# TASK
Render this sentence from the emacs newsgroup post in Spanish: "Yes, I realized after posting that this solution isn't appropriate in this context."
-- Start SOURCE TEXT --
In article <m28yzydbbp.fsf@ifruit.bonn.iz-soz.de>, Heiko Hellweg wrote:
> that only switches the bold/underline attributes around a bit for me.
Yes, I realized after posting that this solution isn't appropriate in
this context. It _can_ be made to work in xemacs, but not exactly in
the way I described it.
>> Otoh I've never figured out how to display these special latin-1 chars
>> properly in any terminal gnu emacs under osx. Do you know the answer
>> to that one? It works fine in terminal xemacs, X11 xemacs, X11 gnu
>> emacs, and Aqua/Carbon gnu emacs.
-- End SOURCE TEXT --
-- Start DATA SECTION --
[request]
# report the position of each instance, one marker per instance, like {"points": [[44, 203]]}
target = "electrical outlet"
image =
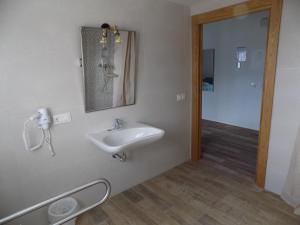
{"points": [[62, 118]]}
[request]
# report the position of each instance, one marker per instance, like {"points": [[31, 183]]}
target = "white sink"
{"points": [[125, 138]]}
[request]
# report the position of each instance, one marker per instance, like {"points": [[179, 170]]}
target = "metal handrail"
{"points": [[51, 200]]}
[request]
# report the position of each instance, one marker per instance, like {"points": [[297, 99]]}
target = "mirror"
{"points": [[109, 69]]}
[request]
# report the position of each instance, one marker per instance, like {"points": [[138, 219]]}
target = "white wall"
{"points": [[286, 108], [234, 100], [39, 52]]}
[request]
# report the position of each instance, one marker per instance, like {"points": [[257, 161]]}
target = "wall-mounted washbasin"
{"points": [[114, 141]]}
-- End DATA SECTION --
# COMPLETED EXERCISE
Sí, me di cuenta después de publicar que esta solución no es apropiada en este contexto.